Given problem> Quote all of the entries below word for word, leaving the pictures out of your answer.

Records of labeled points>
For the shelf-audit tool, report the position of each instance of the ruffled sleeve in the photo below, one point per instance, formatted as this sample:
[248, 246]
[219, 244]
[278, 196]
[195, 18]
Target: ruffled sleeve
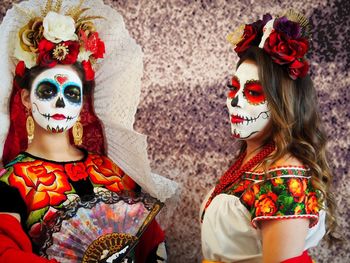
[285, 194]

Output>
For the shelf-audit tool, report the position of each instance of the ruffled sleeve in the photo below, one point per instance, formatted as this sample:
[248, 246]
[219, 244]
[278, 196]
[195, 18]
Target: ruffled sleeve
[285, 194]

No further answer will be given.